EXCERTO DO DOCUMENTO >>
========

Em contrapartida, como vimos no texto anterior, as intervenções armadas no quadro dos conflitos interestatais dos últimos tempos deixam-nos a sensação de ineficácia, de inutilidade. Quando há a decisão política de utilizar meios militares, presume-se que exista a expectativa de obtenção de resultados (eles próprios políticos). Mas a prática tem demonstrado défice de vantagens políticas e frustração quanto às vantagens esperadas. Talvez o símbolo máximo dessa situação se localize na década de 80, na mais sangrenta guerra dos últimos anos, a que opôs o Iraque e o Irão em nome de reivindicações territoriais e para disputa de hegemonia regional, e que terminou sem resultados militares, não obstante o milhão de mortos. Pelo seu lado, dos movimentos de libertação tradicionais, nenhum obteve a esperada vitória pela força das armas, antes as suas lutas se arrastaram interminavelmente ou eles mudaram de estratégia.

========

ENUNCIADO >> Prossiga o texto sobre a ineficácia das intervenções armadas nos conflitos recentes, a partir da última frase apresentada.

Anotações de pontos em fotografias:
========

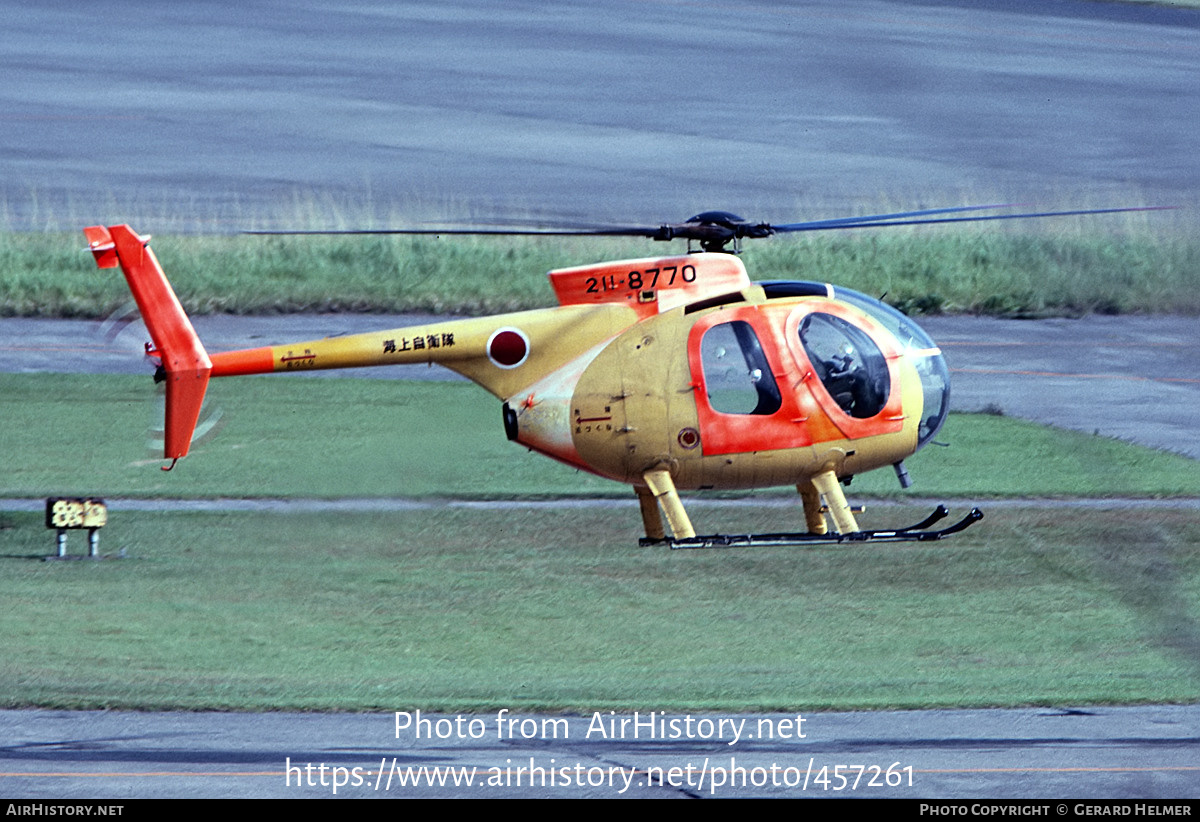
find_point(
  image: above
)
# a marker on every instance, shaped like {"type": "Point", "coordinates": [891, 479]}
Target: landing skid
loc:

========

RESULTADO FINAL >>
Em África, a Frente Polisário não conseguiu a independência do Sara Ocidental, enquanto a ZANU no Zimbabué, a SWAPO na Namíbia e o ANC na África do Sul chegaram ao poder pela via eleitoral e não por força de vitória militar. Na Palestina, a OLP preferiu a Intifada às operações armadas, enquanto os atentados violentos estão longe de alcançar dividendos. As acções violentas na Nova Caledónia apenas abalaram a presença colonial francesa. Os separatismos nas Filipinas e na Indonésia não parecem em vias de ter êxito militar. A independência de Timor-Leste, por maior que tenha sido o heroísmo das FALINTIL, ficou talvez a dever-se prioritariamente à organização clandestina da resistência, à luta política nas cidades e ao papel da Igreja. Simultaneamente, o que se passava com os grupos radicais europeus, que optaram pela luta armada em sociedades democráticas, permitia um balanço negativo sobre a eficácia do uso da violência. “Baader-Meinhof ” na Alemanha, “Brigate Rosse” na Itália, “Brigadas Revolucionárias” em Portugal, ETA em Espanha.... são porventura os casos mais conhecidos da incapacidade de atingir objectivos políticos através da luta armada (talvez com a excepção do IRA na Irlanda, que aceitou a via da negociação). Tais grupos desagregaram-se ingloriamente ou prosseguem uma actividade mais próxima da criminalidade que da acção política.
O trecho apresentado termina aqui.